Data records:

····················

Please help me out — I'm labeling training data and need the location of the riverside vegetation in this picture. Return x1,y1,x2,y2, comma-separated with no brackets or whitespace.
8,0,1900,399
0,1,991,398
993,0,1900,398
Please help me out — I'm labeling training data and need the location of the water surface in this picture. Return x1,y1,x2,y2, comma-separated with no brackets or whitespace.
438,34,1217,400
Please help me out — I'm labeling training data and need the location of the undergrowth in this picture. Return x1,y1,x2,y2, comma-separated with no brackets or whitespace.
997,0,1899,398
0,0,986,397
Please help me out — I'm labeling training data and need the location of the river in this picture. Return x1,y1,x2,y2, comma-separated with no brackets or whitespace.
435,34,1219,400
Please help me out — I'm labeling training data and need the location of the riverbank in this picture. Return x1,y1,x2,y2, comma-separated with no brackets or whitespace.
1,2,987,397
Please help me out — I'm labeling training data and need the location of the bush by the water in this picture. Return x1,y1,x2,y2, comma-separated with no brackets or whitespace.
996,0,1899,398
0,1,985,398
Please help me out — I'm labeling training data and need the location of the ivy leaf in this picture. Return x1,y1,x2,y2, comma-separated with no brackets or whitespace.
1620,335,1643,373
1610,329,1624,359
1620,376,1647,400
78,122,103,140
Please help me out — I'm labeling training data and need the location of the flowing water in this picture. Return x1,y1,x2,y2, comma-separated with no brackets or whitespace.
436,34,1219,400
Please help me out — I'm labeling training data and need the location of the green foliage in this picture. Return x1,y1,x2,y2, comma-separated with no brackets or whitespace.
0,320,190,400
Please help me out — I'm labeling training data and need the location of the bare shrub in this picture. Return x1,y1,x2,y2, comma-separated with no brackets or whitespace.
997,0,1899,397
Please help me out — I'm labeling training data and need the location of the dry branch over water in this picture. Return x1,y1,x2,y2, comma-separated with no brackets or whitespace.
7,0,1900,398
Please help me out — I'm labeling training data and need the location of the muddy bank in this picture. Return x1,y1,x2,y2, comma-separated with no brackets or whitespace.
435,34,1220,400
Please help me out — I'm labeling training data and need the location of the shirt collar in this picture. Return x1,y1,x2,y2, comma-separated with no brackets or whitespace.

····················

[Assigned task] From the first line to the last, write out the data exactly.

[Finished task]
Please help me out — I'm labeling training data and need the location of the riverside vegetation in this picture. Return x1,y1,x2,y2, comma-separated with no brackets or whitespace.
8,0,1900,399
0,1,991,398
993,0,1900,398
Please help me out — I'm labeling training data and need the location of the water surface in this picture. Return x1,y1,x2,y2, comma-separated with no brackets or whitespace.
438,34,1217,400
Please help me out — I'm labeling training data and need the location of the undergrowth in this picture. Return x1,y1,x2,y2, comma-separated with no brackets or whitespace.
997,0,1899,398
0,0,986,397
Please help me out — I'm labeling training data and need the location of the river in this picture. Return x1,y1,x2,y2, comma-separated with no brackets or whitespace.
435,34,1219,400
Please help me out — I'm labeling training data and need the location of the riverbank in this picture. Return x1,y1,x2,y2, comma-separated with no brackets or whitespace.
1,2,987,397
Please help me out — I'm labeling training data and need the location of the bush by the water in this picture. Return x1,y1,x2,y2, comma-separated with no brackets or whitespace.
996,0,1899,398
0,1,985,398
Please help me out — I'm labeling training data and need the location of the ivy leaf in this picture. Return x1,y1,x2,y2, comma-separated with no brackets or whitespace.
1620,335,1643,373
1610,329,1624,359
1620,376,1647,400
78,122,103,140
Please help me out — I'm labeling training data and need the location of the flowing water in this picture. Return x1,y1,x2,y2, comma-separated with no brackets or whitespace.
436,34,1219,400
Please help me out — I'm labeling training data and need the location of the green foliage in this picture. Return x1,y1,x2,y2, comma-separated with no brackets or whitespace.
0,320,190,400
Please help me out — I'm labeling training data and need the location of the bare shrub in this picture. Return x1,y1,x2,y2, comma-separated with no brackets or whitespace.
997,0,1899,397
Please help me out — I'm labeling training data and need the location of the dry branch over water in this picture. Return x1,y1,x2,y2, comma-separated with no brackets or whitespace.
7,0,1900,398
Please help me out — I'm labeling training data and need the location of the muddy bank in this picture. Return x1,y1,x2,y2, comma-separated with no brackets or whitespace.
435,34,1220,400
Please help me out — I'm labeling training data and need the location of the shirt collar in this picture. Return x1,y1,x2,y2, comma-separated with no brackets or whitespace.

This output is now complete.